▸ Extract to read:
As Yuvraj Singh announces his retirement from cricket, Patriot takes a look at some of his more underrated innings from his great cricket career
Amidst India’s triumphs at the World Cup, 11th June, 2019 proved to be a monumental day for Indian cricket when one of the stalwarts of the game, Yuvraj Singh announced his retirement from the international game, leaving many a cricket fan’s heart heavy.
Yuvraj’s contribution to the game has been immense. Everyone remembers him for his six sixes vs England, his man of the tournament performance in the 2011 World Cup, his comeback to cricket after cancer and so on. But here, we take a look at some of the more underrated innings of the great southpaw, which is not remembered by many, but created an impact to India’s eventual victory.
Vs West Indies (Chennai, 2011)
In this group stage game of the 2011 World Cup, India was coming up with a much better side vs the relatively weak West Indies team. But India’s main opposition came not from the team but from the insufferable heat and extremely humid weather of Chennai. Batting first, India lost Sachin Tendulkar and Gautam Gambhir in the first 50 balls of the innings.
Yuvraj who came in a no. 4 accompanied Virat Kohli to slowly steady the innings, and then he came into his own hitting the ball at his will. But there was a visible discomfort that was noticed in him that day. He was constantly taking deep breaths and sitting down on the pitch in between overs to catch a breath. At one point of time, he even vomited in the middle of the ground. It looked like that it was the heat that got to him. Yet he carried on and scored a massive 113 runs, his first century in a World Cup game.
It was later revealed that he was visibly in discomfort not because of the heat, but because the pain in his lung tumour was quite unbearable. In that match, Yuvraj also chipped in with the ball and picked up 2/18 in his 4 overs, earning the Man of the Match trophy.
Vs Pakistan (Bengaluru, 2007)
When we speak of the greatness of Yuvraj Singh, we tend to speak about his exploits in the one day and T20 games, often referring to him as one of the best limited overs cricketer the world has ever seen.
However, the innings we will speak about here came in a Test match vs Pakistan. India were reeling at 61/4 when Yuvraj stepped in the crease to accompany Sourav Ganguly. What followed was a masterclass in strokeplay when he scored 169 from 2013 balls studded with 28 fours and a six. This innings helped India reach a mammoth total of 626. But the innings was somehow overshadowed by the superlative 239 by Sourav Ganguly, who was awarded Man of the Match. But without Yuvraj’s support, India may not have been able to reach such a big total after losing four early wickets.
Vs South Africa (Hyderabad, 2005)

▸ Stored data entries:
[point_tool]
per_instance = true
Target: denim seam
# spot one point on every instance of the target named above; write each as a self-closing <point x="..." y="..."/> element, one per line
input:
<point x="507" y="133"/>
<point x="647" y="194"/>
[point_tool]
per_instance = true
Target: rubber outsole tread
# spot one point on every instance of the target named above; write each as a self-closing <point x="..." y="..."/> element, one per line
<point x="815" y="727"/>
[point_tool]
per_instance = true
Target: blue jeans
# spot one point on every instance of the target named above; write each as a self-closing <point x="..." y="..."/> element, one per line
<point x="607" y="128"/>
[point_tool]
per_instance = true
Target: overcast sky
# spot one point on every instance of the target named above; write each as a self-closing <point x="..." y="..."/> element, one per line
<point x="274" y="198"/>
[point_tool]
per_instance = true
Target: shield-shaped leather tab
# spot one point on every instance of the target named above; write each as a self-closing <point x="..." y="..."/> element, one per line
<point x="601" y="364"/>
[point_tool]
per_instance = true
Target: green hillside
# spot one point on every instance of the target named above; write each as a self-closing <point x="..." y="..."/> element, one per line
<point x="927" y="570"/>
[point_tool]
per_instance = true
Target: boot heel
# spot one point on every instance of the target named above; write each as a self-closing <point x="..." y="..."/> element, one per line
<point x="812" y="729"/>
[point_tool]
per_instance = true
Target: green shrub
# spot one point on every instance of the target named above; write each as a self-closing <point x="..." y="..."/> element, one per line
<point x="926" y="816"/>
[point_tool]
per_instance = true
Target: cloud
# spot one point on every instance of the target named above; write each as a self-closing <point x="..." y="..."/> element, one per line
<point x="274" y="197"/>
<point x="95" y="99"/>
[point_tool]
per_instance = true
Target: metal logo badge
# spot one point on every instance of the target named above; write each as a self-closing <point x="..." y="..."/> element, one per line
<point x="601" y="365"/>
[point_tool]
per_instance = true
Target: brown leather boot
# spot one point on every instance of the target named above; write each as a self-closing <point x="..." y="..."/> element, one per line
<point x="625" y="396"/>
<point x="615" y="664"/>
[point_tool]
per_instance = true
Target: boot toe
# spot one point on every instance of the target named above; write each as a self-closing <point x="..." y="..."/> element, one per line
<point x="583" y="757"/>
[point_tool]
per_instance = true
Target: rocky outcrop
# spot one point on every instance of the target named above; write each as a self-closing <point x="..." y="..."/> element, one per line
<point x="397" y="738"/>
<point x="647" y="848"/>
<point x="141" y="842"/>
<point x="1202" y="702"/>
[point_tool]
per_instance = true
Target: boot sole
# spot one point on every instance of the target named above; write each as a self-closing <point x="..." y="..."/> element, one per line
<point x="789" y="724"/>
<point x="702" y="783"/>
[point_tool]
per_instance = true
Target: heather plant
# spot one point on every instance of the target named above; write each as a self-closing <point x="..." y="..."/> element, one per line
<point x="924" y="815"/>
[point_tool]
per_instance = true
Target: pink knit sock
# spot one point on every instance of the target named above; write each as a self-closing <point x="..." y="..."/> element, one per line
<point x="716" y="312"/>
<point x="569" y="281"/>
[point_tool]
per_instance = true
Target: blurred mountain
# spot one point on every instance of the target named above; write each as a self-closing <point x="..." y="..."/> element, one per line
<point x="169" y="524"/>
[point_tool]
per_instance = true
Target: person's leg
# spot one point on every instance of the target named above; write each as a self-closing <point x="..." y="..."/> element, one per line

▸ Activity list:
a: Name every cricketer other than Yuvraj Singh who is mentioned in the article on Yuvraj Singh's underrated innings.
b: From the article on Yuvraj Singh's underrated innings, set down word for word the part that opens with the words containing "When we speak" and closes with "Africa (Hyderabad, 2005)".

▸ Response list:
a: Sachin Tendulkar, Gautam Gambhir, Virat Kohli, Sourav Ganguly

b:
When we speak of the greatness of Yuvraj Singh, we tend to speak about his exploits in the one day and T20 games, often referring to him as one of the best limited overs cricketer the world has ever seen.
However, the innings we will speak about here came in a Test match vs Pakistan. India were reeling at 61/4 when Yuvraj stepped in the crease to accompany Sourav Ganguly. What followed was a masterclass in strokeplay when he scored 169 from 2013 balls studded with 28 fours and a six. This innings helped India reach a mammoth total of 626. But the innings was somehow overshadowed by the superlative 239 by Sourav Ganguly, who was awarded Man of the Match. But without Yuvraj’s support, India may not have been able to reach such a big total after losing four early wickets.
Vs South Africa (Hyderabad, 2005)